***** PROVIDED RECORDS
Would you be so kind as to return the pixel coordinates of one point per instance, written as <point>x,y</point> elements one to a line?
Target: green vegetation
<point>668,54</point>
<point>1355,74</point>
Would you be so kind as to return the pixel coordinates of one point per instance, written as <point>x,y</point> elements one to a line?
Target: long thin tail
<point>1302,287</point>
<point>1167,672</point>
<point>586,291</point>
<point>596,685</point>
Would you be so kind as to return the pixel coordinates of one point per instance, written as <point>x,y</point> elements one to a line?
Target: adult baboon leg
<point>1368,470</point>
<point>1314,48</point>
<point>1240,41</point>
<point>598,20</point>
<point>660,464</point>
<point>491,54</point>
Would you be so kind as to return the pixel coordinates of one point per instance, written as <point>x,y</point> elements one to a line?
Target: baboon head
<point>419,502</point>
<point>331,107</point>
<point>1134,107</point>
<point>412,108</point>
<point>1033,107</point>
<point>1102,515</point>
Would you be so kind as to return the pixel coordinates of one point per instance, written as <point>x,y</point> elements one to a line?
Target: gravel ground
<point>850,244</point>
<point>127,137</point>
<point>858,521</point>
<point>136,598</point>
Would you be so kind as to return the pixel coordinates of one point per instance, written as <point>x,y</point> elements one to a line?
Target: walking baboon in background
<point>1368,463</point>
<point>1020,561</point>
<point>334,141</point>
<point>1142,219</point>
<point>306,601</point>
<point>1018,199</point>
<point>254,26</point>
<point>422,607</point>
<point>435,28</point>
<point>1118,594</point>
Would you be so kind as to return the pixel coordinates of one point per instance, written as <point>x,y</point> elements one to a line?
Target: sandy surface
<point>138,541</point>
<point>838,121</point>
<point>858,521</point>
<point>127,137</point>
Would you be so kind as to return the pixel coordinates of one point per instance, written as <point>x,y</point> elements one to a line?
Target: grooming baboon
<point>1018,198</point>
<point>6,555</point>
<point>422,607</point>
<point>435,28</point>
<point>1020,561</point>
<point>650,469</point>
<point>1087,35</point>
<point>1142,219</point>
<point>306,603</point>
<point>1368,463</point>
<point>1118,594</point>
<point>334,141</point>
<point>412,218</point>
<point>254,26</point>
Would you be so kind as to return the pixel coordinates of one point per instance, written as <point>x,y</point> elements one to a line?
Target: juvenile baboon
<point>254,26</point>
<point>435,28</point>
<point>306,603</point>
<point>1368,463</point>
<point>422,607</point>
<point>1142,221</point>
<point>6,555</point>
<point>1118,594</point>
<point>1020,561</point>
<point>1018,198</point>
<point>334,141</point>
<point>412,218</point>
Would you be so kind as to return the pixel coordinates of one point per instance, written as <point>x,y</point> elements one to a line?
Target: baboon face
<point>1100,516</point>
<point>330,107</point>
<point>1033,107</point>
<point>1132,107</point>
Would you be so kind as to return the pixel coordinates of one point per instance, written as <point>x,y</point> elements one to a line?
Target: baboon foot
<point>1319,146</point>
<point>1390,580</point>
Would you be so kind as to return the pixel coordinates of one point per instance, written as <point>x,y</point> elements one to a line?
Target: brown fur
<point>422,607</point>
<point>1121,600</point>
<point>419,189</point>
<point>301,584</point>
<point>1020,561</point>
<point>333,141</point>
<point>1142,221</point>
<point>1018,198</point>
**********
EXERCISE AIM |
Copy each entry exactly, with nothing added or dropped.

WORKED SOLUTION |
Would you be so kind as to return the pixel coordinates of one point per instance, written as <point>x,y</point> elements one to a line?
Target: green vegetation
<point>668,54</point>
<point>1355,74</point>
Would you be so kind as to return the pixel coordinates of one point per instance, written as <point>x,y</point> elements one to a line?
Target: long thin tail
<point>1302,287</point>
<point>1167,672</point>
<point>586,291</point>
<point>596,685</point>
Would you be so kind as to return the pixel coordinates of one point per instance, written as <point>x,y</point> elements one to a line?
Target: adult baboon leg
<point>1368,470</point>
<point>1314,48</point>
<point>1240,41</point>
<point>598,20</point>
<point>660,464</point>
<point>491,54</point>
Would you be so kind as to return the pixel coordinates of one point per instance, written as <point>x,y</point> elements one to a line?
Target: baboon head
<point>419,502</point>
<point>331,107</point>
<point>1134,107</point>
<point>412,108</point>
<point>1033,107</point>
<point>1102,515</point>
Would you be so kind as to return the pixel coordinates of one point per instance, written as <point>x,y</point> elements one to a line?
Target: gravel ground
<point>850,244</point>
<point>127,137</point>
<point>858,521</point>
<point>136,598</point>
Would you be so kind as to return the pixel coordinates of one point per instance, written as <point>x,y</point> elements one to a line?
Target: walking baboon in background
<point>1368,463</point>
<point>1020,561</point>
<point>334,141</point>
<point>1142,219</point>
<point>306,601</point>
<point>1018,199</point>
<point>254,26</point>
<point>422,607</point>
<point>435,28</point>
<point>1118,594</point>
Would you be so kind as to return the pixel coordinates of one point per instance, written as <point>x,y</point> elements one to a line?
Target: sandy surface
<point>138,541</point>
<point>838,121</point>
<point>858,521</point>
<point>127,137</point>
Would you be so kind as to return the pixel coordinates of one point per instance, written as <point>x,y</point> elements one to a line?
Target: grooming baboon
<point>1018,198</point>
<point>6,555</point>
<point>422,607</point>
<point>435,28</point>
<point>1020,561</point>
<point>650,469</point>
<point>1087,35</point>
<point>1142,219</point>
<point>306,603</point>
<point>1368,463</point>
<point>1118,594</point>
<point>334,141</point>
<point>412,218</point>
<point>254,26</point>
Would you be so kind as to return the pixel coordinates of one point per instance, written as <point>x,y</point> elements one to a line?
Target: juvenile baboon
<point>254,26</point>
<point>435,28</point>
<point>306,603</point>
<point>1368,463</point>
<point>422,607</point>
<point>1142,221</point>
<point>6,555</point>
<point>1118,594</point>
<point>1020,561</point>
<point>1018,198</point>
<point>334,141</point>
<point>412,218</point>
Would you be so kind as to return the pixel coordinates of one point per instance, written as <point>x,y</point> elements one to a line?
Target: baboon face
<point>1100,516</point>
<point>330,107</point>
<point>1033,107</point>
<point>1132,107</point>
Would you be so kind as to return the pixel coordinates of one point per instance, written as <point>x,y</point> elements one to a line?
Target: baboon foot
<point>1319,146</point>
<point>1390,580</point>
Would you be so kind as to return the pixel coordinates of one point per instance, written as <point>x,y</point> elements one to a line?
Target: brown fur
<point>422,607</point>
<point>1121,600</point>
<point>419,189</point>
<point>301,584</point>
<point>1020,561</point>
<point>333,141</point>
<point>1142,221</point>
<point>1018,198</point>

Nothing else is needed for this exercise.